▶ ACTIVITY LIST
a - According to the Wonder Woman review, who directed the film?
b - Quote the Wonder Woman review from "Dan's Review: Gadot" to "by Patty Jenkins.".
c - Extend the Wonder Woman review, picking up after its final line.

Dan's Review: Gadot shines as "Wonder Woman"
May 31, 2017 01:08PM
● By Dan Metcalf
Gal Gadot in Wonder Woman - © 2017 Warner Bros.
Wonder Woman (Warner Bros.)
Rated PG-13 for sequences of violence and action, and some suggestive content.
Starring Gal Gadot, Chris Pine, Robin Wright, Danny Huston, David Thewlis, Connie Nielsen, Elena Anaya, Lucy Davis, Saïd Taghmaoui, Ewen Bremner, Eugene Brave Rock, Emily Carey, Lisa Loven Kongsli, Mayling Ng, Florence Kasumba, Madeleine Vall, Ann Wolfe, Doutzen Kroes, Samantha Jo.
Written by Allan Heinberg, Zack Snyder and Jason Fuchs, based on the comic book by William Moulton Marston.
Directed by Patty Jenkins.

▶ SUPPLIED MATERIAL
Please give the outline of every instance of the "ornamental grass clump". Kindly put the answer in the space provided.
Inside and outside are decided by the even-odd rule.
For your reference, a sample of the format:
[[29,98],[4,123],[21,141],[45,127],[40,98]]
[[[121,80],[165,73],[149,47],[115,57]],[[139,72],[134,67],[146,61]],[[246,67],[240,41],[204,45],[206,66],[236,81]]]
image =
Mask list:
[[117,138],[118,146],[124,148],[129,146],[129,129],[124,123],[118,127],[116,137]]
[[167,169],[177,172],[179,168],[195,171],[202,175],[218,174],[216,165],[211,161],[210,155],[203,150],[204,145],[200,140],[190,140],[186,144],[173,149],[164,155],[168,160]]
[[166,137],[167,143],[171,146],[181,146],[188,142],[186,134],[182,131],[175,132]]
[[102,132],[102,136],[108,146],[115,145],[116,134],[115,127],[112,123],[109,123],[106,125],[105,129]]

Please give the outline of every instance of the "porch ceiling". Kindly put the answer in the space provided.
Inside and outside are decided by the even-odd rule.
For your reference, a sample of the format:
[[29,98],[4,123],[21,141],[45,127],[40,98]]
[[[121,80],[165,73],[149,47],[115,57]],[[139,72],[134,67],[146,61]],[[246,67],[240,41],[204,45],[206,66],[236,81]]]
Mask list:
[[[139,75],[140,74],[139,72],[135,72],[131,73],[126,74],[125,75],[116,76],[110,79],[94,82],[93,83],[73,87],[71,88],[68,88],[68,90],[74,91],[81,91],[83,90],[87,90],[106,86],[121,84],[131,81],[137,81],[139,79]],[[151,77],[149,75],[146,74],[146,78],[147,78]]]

▶ TASK-BY-TASK ANSWERS
a - Patty Jenkins.

b -
Dan's Review: Gadot shines as "Wonder Woman"
May 31, 2017 01:08PM
● By Dan Metcalf
Gal Gadot in Wonder Woman - © 2017 Warner Bros.
Wonder Woman (Warner Bros.)
Rated PG-13 for sequences of violence and action, and some suggestive content.
Starring Gal Gadot, Chris Pine, Robin Wright, Danny Huston, David Thewlis, Connie Nielsen, Elena Anaya, Lucy Davis, Saïd Taghmaoui, Ewen Bremner, Eugene Brave Rock, Emily Carey, Lisa Loven Kongsli, Mayling Ng, Florence Kasumba, Madeleine Vall, Ann Wolfe, Doutzen Kroes, Samantha Jo.
Written by Allan Heinberg, Zack Snyder and Jason Fuchs, based on the comic book by William Moulton Marston.
Directed by Patty Jenkins.

c -
The DC folks are back in a rut of late. After the smash success of Chris Nolan’s Dark Knight trilogy, they attempted to launch their own superhero “Universe” involving several mainstay characters interacting to save the world. Such a cinematic universe would mirror the success of Marvel’s interlaced movie franchise. Their first film Man of Steel did well to get their most popular character going, but they faltered with the sub-par Batman vs. Superman: Dawn of Justice and the awful Suicide Squad. One bright spot in the sloppy start was the introduction of Wonder Woman in Batman v. Superman, starring Gal Gadot. Now, it’s her turn to get an origin story in this week’s release of Wonder Woman.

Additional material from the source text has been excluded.